Bienvenue sur l'écho du champ de bataille

« L’écho du champ de bataille » a pour ambition de vous proposer à la lecture et à la réflexion des contributions sur des sujets relatifs à la stratégie, à l’art opératif, à la tactique et plus largement sur l’engagement et l’emploi des armées. Ces brèves, illustrations ou encore problématiques vous seront livrées sous le prisme de l’histoire militaire mais aussi sous celui des théâtres d’opérations d’hier, d’aujourd’hui, voire de demain. Des enseignements de grands chefs militaires de toutes les époques aux analyses polémologiques prospectives en passant par la doctrine ou aux équipements des forces françaises et étrangères. Gageons que vous aurez plaisir à lire ces articles ou à contribuer au débat. Bonne lecture…

samedi 10 novembre 2012

La tactique : histoire et fondements (6).


 
 
Néanmoins, la défaite de 1870 impose aux penseurs tactiques de faire le choix entre l’héritage du passé ou la rupture avec les dogmes passés. En France, Clausewitz a largement influencé les jeunes officiers français qui vont entretenir le mythe de l’offensive à outrance censée faire reculer l’adversaire par des modes d’action alliant masse, assauts frontaux, choc et artillerie de campagne exclusivement dédiée à l’appui des troupes au contact. Ce que l’on appelle les "jeunes Turcs" -très bien décrits dans l’ouvrage du colonel Goya ("La chair et l’acier")- conduits par le colonel Grandmaison sont ainsi les apôtres de ces théories : "Dans l’offensive, l’imprudence est la meilleure des sûretés… Il faut se préparer à la méthode qui puisse forcer la victoire en cultivant, avec passion, avec exagération et jusque dans les détails les plus intimes de l’instruction, tout ce qui porte, si peu que ce soit, la marque de l’esprit offensif. Allons jusqu’à l’excès et ce ne sera peut-être pas assez".

Données fournies
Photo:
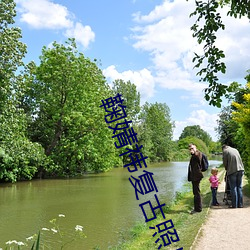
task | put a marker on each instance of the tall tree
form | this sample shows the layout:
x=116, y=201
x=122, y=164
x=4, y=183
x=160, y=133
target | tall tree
x=156, y=131
x=66, y=90
x=207, y=24
x=131, y=97
x=196, y=131
x=19, y=157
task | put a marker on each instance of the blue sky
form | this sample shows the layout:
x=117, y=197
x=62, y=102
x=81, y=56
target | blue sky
x=148, y=42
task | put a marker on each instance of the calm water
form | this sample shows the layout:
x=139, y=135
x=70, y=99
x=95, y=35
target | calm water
x=103, y=204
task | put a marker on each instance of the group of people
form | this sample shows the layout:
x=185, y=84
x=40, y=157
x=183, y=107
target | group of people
x=234, y=167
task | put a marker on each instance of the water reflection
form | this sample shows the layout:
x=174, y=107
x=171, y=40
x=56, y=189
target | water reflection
x=103, y=204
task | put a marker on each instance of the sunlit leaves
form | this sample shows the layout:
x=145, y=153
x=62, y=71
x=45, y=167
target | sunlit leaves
x=210, y=63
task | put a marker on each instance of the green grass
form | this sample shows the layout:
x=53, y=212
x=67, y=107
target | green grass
x=186, y=225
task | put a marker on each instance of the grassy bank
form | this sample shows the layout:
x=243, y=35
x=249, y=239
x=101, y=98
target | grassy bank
x=186, y=225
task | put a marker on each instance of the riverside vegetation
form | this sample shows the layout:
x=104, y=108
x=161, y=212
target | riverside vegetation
x=51, y=124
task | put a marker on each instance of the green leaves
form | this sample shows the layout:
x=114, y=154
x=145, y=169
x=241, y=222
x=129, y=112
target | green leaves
x=210, y=63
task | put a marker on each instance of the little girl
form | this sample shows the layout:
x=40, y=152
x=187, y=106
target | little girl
x=214, y=185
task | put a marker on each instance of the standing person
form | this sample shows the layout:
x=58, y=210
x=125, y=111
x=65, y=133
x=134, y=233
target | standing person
x=195, y=175
x=214, y=186
x=235, y=169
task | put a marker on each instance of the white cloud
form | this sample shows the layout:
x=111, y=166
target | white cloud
x=208, y=122
x=143, y=80
x=83, y=34
x=165, y=33
x=44, y=14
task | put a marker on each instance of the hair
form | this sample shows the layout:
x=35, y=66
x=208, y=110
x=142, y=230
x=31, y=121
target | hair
x=214, y=170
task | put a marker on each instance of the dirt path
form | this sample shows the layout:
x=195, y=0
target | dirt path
x=225, y=228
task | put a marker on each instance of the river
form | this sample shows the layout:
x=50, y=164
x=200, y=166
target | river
x=104, y=204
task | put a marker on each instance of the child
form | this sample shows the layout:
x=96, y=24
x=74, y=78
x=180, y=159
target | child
x=214, y=185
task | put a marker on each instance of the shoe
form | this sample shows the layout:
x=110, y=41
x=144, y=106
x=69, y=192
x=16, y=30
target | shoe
x=194, y=212
x=217, y=204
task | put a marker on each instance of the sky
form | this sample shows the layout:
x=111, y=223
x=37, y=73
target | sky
x=147, y=42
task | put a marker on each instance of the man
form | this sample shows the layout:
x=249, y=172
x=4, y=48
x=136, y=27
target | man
x=235, y=169
x=195, y=175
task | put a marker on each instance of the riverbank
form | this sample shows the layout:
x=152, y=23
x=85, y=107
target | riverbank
x=226, y=228
x=186, y=225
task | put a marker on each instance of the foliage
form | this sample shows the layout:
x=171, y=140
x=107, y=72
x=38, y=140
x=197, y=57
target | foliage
x=54, y=237
x=131, y=98
x=65, y=93
x=155, y=131
x=196, y=131
x=205, y=28
x=201, y=146
x=20, y=158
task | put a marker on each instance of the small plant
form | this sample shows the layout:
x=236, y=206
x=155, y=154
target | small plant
x=48, y=237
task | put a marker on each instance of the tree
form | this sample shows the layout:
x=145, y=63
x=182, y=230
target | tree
x=12, y=50
x=156, y=130
x=207, y=24
x=65, y=93
x=131, y=98
x=196, y=131
x=19, y=158
x=184, y=142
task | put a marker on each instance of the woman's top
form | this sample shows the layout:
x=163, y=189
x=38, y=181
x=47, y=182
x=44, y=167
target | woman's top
x=214, y=180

Consignes
#1 Résumez le texte proposé en deux phrases.
#2 Recopiez fidèlement le passage du texte proposé qui commence par « Bienvenue sur l'écho » et se poursuit jusqu’à « et fondements (6). ».

Réponses aux consignes
#1 Le blog « L’écho du champ de bataille » propose des contributions sur la stratégie, l’art opératif, la tactique et l’emploi des armées, abordées sous l’angle de l’histoire militaire et des théâtres d’opérations d’hier, d’aujourd’hui et de demain. Après la défaite de 1870, de jeunes officiers français influencés par Clausewitz, les « jeunes Turcs » conduits par le colonel Grandmaison, entretiennent le mythe de l’offensive à outrance, fondée sur la masse, les assauts frontaux, le choc et une artillerie de campagne dédiée à l’appui des troupes au contact.

#2
Bienvenue sur l'écho du champ de bataille

« L’écho du champ de bataille » a pour ambition de vous proposer à la lecture et à la réflexion des contributions sur des sujets relatifs à la stratégie, à l’art opératif, à la tactique et plus largement sur l’engagement et l’emploi des armées. Ces brèves, illustrations ou encore problématiques vous seront livrées sous le prisme de l’histoire militaire mais aussi sous celui des théâtres d’opérations d’hier, d’aujourd’hui, voire de demain. Des enseignements de grands chefs militaires de toutes les époques aux analyses polémologiques prospectives en passant par la doctrine ou aux équipements des forces françaises et étrangères. Gageons que vous aurez plaisir à lire ces articles ou à contribuer au débat. Bonne lecture…

samedi 10 novembre 2012

La tactique : histoire et fondements (6).